-- begin Excerpt to read --

Thursday 12 May 2011

Ernesto Sábato

As an existentialist his work was contemporaneous with, rather than influenced by, figures across the Atlantic such as Camus and Sartre. Both Frenchmen admired his writing, as did Graham Greene, Thomas Mann and, later, Salman Rushdie.
Ernest Sabato
Ernest Sabato
A new “boom” of Latin American writers, including the Colombian Gabriel García Márquez, were also influenced by Sábato, taking his style on to what became known as “magic realism”.
His reputation as an author was assured when, aged 72, Sábato was asked to look into the disappearances of thousands of Argentines under the military regimes of 1976-83. Having been appointed in 1983 by the new democratically-elected president, Raul Alfonsin, he chaired a commission whose report detailed the abductions, tortures or murders of close to 9,000 people.
It was not this that proved so shocking, however, as most Argentines already knew of the deaths and in fact believed the actual toll to be closer to 30,000.

-- end Excerpt to read --
-- begin Recorded information --

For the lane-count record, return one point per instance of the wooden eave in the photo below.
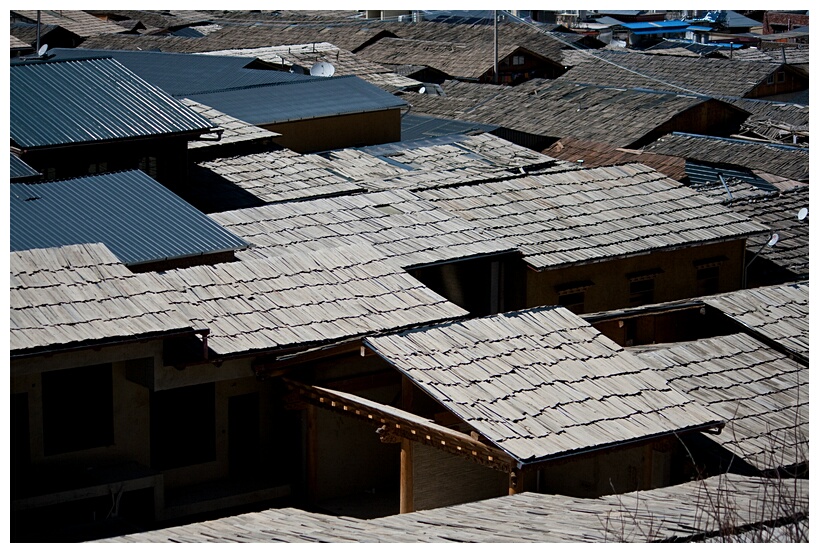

-- end Recorded information --

◆ List of tasks ◆
[A] Answer these from the passage about Ernesto Sábato:
(i) Which Colombian writer does it name among the new "boom" of writers influenced by Sábato?
(ii) How old was Sábato when he was asked to look into the disappearances?
(iii) What death toll did most Argentines believe to be closer to the actual figure?
[B] Reproduce verbatim the part of the passage about Ernesto Sábato between "His reputation as" and "to 9,000 people.", inclusive.
[C] Write the next part of the passage about Ernesto Sábato, picking up after its final sentence.
The listing has no role here.

◆ Responses in order ◆
[A]
(i) Gabriel García Márquez
(ii) 72
(iii) Close to 30,000

[B]
His reputation as an author was assured when, aged 72, Sábato was asked to look into the disappearances of thousands of Argentines under the military regimes of 1976-83. Having been appointed in 1983 by the new democratically-elected president, Raul Alfonsin, he chaired a commission whose report detailed the abductions, tortures or murders of close to 9,000 people.

[C]
What resonated instead was Sábato’s sudden and public judgment on recently untouchable demagogues and the fact that such figures now faced prosecution – although most of them would eventually be granted amnesty. As a result of Sábato’s work, democracy, for the first time in generations, became tangible to most Argentines.
Sábato’s weighty document was titled Nunca Más (Never Again) but became widely known as “The Sábato Report”. As a cornerstone of the newly-established democracy, it helped efface the nation’s pariah status and so contributed to subsequent economic growth. Sábato explained that his figure of 8,960 desaparecidos (disappeared) was as much as his commission could prove during its nine-month investigation. Completing the report, he said, was “like a slow descent into Hell”.
Ernesto Roque Sábato was born in Rojas, in the pampas of Buenos Aires province, on June 24 1911, the 10th of 11 children of Italian immigrant parents whose families had moved to Calabria from Albania. His father, Francisco, started a bakery which he named Francisco Sábato & Sons while his two boys were still at school, and graduated to owning the local flour mill. Ernesto was introverted, had loud nightmares and regularly sleepwalked.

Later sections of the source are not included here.